[Labeled-object pointing entries]
--*--

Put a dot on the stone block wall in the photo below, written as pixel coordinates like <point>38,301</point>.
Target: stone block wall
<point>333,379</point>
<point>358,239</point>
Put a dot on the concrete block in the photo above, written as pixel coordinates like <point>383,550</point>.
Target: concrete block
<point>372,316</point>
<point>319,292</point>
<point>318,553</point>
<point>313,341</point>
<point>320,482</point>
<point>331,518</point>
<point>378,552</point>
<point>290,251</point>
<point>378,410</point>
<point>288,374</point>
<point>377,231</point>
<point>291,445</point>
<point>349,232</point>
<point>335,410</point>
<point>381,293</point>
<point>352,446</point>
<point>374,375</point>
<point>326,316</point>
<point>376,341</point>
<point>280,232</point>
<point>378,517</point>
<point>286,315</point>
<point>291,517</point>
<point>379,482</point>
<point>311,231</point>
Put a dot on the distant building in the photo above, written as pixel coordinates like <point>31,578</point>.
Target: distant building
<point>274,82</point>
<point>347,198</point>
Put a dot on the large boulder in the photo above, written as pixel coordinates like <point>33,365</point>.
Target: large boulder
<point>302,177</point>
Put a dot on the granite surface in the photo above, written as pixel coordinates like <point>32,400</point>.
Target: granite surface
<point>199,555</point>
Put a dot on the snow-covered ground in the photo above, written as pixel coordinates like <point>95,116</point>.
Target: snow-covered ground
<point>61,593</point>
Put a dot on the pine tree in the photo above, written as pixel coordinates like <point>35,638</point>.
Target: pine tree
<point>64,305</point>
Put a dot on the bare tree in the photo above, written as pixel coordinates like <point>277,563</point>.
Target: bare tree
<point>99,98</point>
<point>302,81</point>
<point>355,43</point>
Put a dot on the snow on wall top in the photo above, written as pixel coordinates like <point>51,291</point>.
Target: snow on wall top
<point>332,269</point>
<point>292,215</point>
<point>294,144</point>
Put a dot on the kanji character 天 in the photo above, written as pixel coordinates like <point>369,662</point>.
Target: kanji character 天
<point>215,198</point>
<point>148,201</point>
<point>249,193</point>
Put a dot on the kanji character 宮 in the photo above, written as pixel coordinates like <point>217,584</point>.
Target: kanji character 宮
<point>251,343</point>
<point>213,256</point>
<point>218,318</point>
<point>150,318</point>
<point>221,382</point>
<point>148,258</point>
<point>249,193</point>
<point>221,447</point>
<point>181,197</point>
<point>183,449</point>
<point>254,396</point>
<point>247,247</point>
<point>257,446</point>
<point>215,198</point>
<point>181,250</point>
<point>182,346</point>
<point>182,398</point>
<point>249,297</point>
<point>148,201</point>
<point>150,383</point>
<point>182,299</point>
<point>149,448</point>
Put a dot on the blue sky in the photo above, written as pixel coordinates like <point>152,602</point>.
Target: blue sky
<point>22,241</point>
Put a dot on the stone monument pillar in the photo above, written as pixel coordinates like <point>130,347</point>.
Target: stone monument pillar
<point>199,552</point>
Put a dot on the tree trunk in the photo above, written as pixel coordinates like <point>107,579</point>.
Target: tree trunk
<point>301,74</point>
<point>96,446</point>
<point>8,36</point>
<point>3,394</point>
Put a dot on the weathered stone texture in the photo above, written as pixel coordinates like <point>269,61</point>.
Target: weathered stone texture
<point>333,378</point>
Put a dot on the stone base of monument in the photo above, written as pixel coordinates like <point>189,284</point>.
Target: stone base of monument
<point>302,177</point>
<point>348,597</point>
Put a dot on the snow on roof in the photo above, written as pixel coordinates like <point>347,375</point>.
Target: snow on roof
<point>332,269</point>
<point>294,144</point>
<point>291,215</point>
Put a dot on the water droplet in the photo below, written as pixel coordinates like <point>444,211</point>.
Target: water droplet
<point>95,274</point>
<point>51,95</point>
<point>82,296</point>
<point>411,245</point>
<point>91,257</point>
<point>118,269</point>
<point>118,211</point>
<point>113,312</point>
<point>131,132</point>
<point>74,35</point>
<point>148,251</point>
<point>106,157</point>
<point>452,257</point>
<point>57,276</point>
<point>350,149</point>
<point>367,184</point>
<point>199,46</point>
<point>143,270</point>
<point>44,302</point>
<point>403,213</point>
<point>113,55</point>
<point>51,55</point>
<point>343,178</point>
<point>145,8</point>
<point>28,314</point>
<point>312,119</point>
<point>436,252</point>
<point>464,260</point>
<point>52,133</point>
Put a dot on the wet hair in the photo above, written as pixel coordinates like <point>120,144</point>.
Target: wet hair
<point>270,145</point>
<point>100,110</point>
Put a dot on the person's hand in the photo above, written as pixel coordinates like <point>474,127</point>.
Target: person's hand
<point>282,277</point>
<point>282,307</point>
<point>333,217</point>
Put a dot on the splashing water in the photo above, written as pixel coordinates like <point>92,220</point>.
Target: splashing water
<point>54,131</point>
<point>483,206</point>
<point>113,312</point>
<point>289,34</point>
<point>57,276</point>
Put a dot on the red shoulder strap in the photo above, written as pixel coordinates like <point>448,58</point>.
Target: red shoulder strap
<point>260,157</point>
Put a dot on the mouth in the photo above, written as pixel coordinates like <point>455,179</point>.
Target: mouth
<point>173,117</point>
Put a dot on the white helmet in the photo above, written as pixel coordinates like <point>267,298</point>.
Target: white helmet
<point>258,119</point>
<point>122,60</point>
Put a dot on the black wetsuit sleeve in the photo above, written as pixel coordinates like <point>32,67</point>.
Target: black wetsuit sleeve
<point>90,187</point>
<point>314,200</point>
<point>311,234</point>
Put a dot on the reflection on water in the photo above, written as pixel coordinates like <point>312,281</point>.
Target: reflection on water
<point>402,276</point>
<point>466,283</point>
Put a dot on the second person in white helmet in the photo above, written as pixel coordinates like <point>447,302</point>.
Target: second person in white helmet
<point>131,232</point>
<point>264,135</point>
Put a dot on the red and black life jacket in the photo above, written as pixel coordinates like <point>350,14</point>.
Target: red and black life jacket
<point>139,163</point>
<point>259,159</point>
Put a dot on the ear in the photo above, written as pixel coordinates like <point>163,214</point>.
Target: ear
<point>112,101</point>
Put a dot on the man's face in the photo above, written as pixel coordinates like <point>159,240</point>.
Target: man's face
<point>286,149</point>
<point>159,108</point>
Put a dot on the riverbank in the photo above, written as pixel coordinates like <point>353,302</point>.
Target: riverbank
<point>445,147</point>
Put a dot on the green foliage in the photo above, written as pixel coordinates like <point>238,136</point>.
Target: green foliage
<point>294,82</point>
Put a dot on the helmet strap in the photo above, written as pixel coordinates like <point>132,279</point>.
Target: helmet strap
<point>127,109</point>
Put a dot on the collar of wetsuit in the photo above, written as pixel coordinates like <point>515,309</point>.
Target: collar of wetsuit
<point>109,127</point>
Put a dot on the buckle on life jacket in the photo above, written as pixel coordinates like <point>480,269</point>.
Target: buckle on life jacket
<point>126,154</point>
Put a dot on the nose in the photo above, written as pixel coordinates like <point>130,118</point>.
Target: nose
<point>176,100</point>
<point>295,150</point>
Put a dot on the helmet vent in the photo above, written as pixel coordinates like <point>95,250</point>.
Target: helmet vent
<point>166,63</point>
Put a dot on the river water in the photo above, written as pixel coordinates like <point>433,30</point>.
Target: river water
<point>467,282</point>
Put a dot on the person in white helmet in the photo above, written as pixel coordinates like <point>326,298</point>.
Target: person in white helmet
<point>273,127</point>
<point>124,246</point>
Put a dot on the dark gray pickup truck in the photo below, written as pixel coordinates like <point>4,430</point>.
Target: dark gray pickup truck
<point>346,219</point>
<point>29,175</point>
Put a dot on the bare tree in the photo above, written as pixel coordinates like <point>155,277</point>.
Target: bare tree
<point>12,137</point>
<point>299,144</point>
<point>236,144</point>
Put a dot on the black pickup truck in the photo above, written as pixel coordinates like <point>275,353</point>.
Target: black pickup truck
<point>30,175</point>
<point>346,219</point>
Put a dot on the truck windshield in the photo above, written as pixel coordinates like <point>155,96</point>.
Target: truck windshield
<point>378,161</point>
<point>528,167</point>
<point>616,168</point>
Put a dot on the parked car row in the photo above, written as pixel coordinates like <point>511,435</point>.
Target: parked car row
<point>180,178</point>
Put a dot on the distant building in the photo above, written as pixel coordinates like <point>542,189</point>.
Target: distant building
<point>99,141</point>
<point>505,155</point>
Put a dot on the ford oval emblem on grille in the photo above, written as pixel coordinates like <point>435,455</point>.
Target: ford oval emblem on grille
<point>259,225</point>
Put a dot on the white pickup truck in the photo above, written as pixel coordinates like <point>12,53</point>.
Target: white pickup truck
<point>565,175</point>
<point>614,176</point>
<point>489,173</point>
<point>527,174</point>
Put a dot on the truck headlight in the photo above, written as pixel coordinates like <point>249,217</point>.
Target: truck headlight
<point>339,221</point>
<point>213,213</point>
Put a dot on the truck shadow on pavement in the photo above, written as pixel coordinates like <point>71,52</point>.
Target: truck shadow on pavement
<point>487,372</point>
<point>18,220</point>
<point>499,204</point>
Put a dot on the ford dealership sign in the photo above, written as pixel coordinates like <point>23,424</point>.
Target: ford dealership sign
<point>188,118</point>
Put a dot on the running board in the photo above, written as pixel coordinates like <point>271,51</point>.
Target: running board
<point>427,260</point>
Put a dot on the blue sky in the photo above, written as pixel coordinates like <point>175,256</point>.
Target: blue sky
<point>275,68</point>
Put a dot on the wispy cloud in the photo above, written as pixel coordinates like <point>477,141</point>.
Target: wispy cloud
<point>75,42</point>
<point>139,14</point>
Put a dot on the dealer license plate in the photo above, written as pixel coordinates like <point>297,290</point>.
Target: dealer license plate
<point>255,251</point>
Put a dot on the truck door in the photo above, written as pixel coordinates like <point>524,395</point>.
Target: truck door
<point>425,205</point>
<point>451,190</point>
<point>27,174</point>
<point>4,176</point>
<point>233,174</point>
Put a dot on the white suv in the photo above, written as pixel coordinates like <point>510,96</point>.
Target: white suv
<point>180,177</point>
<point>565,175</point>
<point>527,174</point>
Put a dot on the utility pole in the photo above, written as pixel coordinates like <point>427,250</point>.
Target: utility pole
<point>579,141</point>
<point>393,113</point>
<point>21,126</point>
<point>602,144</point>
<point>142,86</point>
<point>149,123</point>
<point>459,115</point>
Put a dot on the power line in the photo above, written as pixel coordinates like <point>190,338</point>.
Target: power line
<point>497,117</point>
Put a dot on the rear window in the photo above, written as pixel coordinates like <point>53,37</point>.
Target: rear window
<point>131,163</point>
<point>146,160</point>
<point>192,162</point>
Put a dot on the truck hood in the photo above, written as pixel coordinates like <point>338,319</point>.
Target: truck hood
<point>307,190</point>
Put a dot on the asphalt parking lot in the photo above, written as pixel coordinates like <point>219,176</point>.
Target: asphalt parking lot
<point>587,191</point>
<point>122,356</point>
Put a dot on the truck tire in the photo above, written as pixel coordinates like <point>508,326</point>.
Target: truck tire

--*--

Give the part of the material that opens with the line containing "Put a dot on the truck shadow" and closes with the line containing "<point>233,174</point>" as a Markdown table with the columns n and Line, numbering each row and leaving out blank lines.

RESPONSE:
| n | Line |
|---|---|
| 1 | Put a dot on the truck shadow on pavement in the photo above, written as pixel coordinates like <point>71,52</point>. |
| 2 | Target: truck shadow on pavement |
| 3 | <point>487,372</point> |
| 4 | <point>18,220</point> |
| 5 | <point>499,204</point> |
| 6 | Put a dot on the ford dealership sign in the photo above, written as pixel coordinates like <point>23,424</point>. |
| 7 | Target: ford dealership sign |
| 8 | <point>188,118</point> |
| 9 | Put a dot on the running board in the photo above, written as pixel coordinates like <point>271,51</point>. |
| 10 | Target: running board |
| 11 | <point>427,260</point> |
| 12 | Put a dot on the blue sky in the photo above, written as pixel coordinates like <point>175,256</point>. |
| 13 | Target: blue sky |
| 14 | <point>275,68</point> |
| 15 | Put a dot on the wispy cloud in the photo above, written as pixel coordinates like <point>477,141</point>. |
| 16 | Target: wispy cloud |
| 17 | <point>75,42</point> |
| 18 | <point>139,14</point> |
| 19 | Put a dot on the dealer license plate in the photo above, written as pixel coordinates like <point>297,290</point>. |
| 20 | Target: dealer license plate |
| 21 | <point>255,251</point> |
| 22 | Put a dot on the truck door in the photo above, written as pixel coordinates like <point>524,395</point>. |
| 23 | Target: truck door |
| 24 | <point>425,205</point> |
| 25 | <point>451,190</point> |
| 26 | <point>27,174</point> |
| 27 | <point>4,176</point> |
| 28 | <point>233,174</point> |